◆ Request ◆
In the entries below, please copy every line from the one containing "For the image above, mark every black" up to and including the one containing "[319, 247, 384, 272]", changing no character.

◆ Stored data ◆
(begin)

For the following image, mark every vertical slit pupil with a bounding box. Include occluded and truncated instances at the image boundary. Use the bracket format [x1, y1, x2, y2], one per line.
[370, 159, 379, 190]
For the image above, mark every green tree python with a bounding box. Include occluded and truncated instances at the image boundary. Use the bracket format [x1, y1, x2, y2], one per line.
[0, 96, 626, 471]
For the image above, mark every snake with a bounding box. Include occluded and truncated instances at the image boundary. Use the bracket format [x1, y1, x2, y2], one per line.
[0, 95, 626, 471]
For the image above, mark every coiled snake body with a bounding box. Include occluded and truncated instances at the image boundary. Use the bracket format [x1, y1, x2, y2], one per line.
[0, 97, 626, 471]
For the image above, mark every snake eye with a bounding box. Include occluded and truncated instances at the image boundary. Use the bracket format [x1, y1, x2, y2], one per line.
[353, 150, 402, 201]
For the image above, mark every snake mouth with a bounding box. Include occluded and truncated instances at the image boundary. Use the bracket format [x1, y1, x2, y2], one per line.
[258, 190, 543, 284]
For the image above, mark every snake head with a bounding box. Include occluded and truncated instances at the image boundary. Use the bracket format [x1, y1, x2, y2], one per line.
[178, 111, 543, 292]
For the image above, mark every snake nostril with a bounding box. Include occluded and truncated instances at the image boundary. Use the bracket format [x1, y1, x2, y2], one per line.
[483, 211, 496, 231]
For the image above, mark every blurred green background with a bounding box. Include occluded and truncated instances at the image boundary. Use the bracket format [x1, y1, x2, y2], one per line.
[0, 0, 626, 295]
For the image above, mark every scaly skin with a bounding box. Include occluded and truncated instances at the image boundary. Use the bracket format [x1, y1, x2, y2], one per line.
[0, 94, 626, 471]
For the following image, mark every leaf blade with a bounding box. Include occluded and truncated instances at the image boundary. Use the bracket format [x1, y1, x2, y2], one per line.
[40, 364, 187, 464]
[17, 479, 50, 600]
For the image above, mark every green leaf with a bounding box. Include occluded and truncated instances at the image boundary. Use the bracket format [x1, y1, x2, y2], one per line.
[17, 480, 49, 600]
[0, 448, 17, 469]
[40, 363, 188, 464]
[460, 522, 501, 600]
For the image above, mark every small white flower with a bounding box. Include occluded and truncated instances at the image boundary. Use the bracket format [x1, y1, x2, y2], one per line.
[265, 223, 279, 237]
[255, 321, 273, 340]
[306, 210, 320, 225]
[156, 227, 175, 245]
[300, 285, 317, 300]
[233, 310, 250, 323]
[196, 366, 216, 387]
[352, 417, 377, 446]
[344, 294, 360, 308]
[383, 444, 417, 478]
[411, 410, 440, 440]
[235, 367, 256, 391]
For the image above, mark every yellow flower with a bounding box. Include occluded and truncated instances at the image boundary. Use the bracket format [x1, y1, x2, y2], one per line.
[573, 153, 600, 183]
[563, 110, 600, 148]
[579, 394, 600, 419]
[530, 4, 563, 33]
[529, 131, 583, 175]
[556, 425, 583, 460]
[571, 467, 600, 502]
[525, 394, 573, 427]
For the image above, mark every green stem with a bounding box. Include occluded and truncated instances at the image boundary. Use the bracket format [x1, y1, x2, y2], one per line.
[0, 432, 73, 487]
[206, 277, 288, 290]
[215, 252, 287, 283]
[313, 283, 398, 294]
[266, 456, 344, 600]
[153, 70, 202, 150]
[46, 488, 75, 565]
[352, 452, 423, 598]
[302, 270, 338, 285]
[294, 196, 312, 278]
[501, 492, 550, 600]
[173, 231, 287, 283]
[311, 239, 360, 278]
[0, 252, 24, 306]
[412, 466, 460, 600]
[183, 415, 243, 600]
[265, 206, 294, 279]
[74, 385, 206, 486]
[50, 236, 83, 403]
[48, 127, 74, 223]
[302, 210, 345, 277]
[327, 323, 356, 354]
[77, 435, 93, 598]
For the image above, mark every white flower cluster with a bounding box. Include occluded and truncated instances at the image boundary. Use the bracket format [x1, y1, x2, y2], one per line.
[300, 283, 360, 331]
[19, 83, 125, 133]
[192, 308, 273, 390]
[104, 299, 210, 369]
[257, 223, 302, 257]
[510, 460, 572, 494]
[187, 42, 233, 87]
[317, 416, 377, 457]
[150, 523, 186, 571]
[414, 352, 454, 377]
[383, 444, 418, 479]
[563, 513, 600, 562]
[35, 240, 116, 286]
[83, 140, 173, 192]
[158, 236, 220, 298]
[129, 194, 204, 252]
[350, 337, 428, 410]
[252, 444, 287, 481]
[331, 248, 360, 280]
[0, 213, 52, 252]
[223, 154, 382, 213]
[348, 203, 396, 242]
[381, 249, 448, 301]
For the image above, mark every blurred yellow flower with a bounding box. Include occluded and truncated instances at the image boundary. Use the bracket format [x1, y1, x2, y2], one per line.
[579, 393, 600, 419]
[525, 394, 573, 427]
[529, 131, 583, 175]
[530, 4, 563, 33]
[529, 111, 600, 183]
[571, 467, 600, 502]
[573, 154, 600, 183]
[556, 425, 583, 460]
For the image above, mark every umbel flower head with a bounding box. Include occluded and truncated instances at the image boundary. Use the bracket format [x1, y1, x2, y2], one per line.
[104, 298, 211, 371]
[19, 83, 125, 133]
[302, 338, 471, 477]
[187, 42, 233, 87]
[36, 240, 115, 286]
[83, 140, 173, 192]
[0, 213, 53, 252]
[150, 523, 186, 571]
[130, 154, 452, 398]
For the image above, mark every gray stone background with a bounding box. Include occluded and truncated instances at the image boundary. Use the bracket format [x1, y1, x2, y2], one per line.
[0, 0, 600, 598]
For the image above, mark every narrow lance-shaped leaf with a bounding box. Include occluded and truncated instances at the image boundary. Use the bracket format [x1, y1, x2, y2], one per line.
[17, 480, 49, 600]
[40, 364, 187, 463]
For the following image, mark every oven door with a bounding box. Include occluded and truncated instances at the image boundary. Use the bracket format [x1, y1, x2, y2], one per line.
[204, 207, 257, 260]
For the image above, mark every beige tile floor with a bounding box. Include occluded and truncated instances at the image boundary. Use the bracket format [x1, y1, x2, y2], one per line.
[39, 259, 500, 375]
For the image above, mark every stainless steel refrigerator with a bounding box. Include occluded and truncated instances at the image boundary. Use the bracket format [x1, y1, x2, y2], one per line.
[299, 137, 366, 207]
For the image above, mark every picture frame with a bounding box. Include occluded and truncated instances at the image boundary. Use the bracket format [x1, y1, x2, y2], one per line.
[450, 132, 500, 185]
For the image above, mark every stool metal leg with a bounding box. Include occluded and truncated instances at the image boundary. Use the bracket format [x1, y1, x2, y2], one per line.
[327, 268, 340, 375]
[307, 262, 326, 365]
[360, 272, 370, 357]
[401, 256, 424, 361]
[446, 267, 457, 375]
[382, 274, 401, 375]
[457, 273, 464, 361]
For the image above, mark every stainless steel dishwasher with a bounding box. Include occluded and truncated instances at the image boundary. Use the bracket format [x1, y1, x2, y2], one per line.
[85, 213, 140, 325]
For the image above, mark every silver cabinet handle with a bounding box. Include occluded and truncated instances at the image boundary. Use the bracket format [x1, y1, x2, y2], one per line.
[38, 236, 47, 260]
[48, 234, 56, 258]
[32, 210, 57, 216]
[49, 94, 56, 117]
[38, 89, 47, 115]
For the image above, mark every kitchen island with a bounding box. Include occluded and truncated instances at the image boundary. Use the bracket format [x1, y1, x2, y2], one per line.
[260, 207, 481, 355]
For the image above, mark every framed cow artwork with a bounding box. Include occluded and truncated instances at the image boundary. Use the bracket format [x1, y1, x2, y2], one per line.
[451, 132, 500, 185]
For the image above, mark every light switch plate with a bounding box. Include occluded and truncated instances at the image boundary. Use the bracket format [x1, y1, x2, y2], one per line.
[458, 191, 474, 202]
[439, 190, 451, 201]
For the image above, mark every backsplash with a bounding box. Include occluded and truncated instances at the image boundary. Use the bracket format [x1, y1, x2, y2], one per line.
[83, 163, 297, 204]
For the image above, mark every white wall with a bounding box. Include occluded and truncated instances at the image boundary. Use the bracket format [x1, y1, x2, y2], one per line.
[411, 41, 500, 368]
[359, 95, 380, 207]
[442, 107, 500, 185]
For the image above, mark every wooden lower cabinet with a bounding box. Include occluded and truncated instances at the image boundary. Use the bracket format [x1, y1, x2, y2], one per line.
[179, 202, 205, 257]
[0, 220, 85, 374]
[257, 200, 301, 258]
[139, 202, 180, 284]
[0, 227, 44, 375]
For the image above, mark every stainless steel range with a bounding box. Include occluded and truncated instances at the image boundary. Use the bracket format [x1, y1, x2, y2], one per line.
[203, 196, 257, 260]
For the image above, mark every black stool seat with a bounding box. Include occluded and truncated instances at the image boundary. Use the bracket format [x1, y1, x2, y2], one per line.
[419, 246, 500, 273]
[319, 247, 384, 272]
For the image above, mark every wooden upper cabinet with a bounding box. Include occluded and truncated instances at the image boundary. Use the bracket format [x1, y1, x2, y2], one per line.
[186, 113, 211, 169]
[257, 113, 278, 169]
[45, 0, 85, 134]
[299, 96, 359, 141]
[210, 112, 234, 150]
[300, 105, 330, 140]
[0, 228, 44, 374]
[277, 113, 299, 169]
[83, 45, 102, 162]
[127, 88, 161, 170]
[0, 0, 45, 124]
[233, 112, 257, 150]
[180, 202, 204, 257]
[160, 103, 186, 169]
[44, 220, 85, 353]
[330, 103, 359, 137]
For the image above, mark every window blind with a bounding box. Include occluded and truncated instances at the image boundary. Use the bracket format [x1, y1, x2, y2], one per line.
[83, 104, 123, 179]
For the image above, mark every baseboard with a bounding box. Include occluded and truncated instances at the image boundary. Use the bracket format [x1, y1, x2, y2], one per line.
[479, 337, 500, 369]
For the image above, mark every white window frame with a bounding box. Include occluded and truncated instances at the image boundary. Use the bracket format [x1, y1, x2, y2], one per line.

(end)

◆ Exercise result ◆
For the image above, mark every black stool seat with a bounding box. Include occluded and truncated instances at the image boundary. Use the bracket format [x1, y1, x2, y2], one per line.
[419, 246, 500, 273]
[319, 247, 384, 272]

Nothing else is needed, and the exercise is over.